_EXERCISE AIM_
Each entry should appear in the answer exactly as written.

[Records contained in a dataset]
------

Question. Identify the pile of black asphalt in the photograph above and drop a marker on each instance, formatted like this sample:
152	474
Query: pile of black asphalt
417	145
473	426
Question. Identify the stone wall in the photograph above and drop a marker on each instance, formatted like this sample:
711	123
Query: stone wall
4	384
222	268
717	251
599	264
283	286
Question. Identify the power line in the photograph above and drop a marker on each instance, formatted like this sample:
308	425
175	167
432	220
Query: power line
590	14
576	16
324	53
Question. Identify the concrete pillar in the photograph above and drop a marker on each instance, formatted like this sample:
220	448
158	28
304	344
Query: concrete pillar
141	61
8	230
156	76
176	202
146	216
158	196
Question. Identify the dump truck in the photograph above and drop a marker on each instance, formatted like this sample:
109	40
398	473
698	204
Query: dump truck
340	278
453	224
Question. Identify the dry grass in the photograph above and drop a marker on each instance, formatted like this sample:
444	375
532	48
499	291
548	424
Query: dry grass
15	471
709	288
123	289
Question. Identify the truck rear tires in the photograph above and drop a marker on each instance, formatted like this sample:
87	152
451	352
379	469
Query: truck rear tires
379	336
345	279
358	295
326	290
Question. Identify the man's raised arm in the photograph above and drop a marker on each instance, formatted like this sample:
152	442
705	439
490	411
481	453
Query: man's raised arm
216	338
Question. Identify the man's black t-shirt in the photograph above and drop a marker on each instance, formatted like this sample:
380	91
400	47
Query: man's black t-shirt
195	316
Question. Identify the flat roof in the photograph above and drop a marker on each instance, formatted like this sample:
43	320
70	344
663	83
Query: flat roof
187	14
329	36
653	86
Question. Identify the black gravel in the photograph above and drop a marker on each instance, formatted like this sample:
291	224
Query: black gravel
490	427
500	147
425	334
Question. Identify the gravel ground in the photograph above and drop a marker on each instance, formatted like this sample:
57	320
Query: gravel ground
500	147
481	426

------

_REPLY_
Question. Identify the pile of black asphalt in the photograph above and drop a marker on each instance, formatted like this sample:
152	474
Query: pile of black asphalt
417	145
473	426
Question. Identify the stone wall in the photograph above and drop a marker on each instance, formatted like this sample:
711	123
Query: stone wall
4	384
222	268
717	251
599	264
283	286
Question. Identify the power line in the photograph above and drop a marker on each instance, formatted like this sample:
308	425
175	167
432	220
Query: power line
590	14
576	16
324	53
Question. Identify the concrete pillar in the photograph above and drop a marker on each instance, formatted like this sample:
220	448
158	28
304	344
Query: concrete pillar
141	61
8	230
156	76
176	202
146	216
158	196
Question. Identify the dump truck in the photograph above and drop a marker on each instance, formatted like this sample:
109	40
398	473
698	204
Query: dump truck
340	278
453	224
Question. Identify the dry grass in the photograph above and drop a marker on each instance, formatted like this sample:
444	375
532	48
499	291
548	424
Query: dry grass
15	471
709	288
123	289
Question. Identify the truck rear tires in the photograph above and drop a marker on each instance, formatted like this sample:
87	152
451	352
379	469
Query: truck rear tires
379	336
345	279
358	295
326	290
Question. Identify the man's raised arm in the photograph above and drop a marker on each instance, formatted like this sample:
152	442
705	439
490	411
481	453
Query: man's raised arm
216	338
Question. Identify the man's black t-shirt in the photograph above and drop a marker on each instance, formatted like this sample:
380	91
400	47
Query: man's black t-shirt
195	316
Question. Identify the flat roof in the photograph above and drop a marker on each instance, formatted like this sample:
43	320
70	344
663	83
Query: flat roof
187	14
329	36
653	86
Question. Identify the black gravel in the photograph above and drop a marker on each instance, formatted like this sample:
291	224
Query: black gravel
490	427
500	147
425	334
Question. Identify the gravel ground in the photograph above and drop a marker on each instance, formatted like this sample:
57	320
Query: gravel ground
500	147
481	426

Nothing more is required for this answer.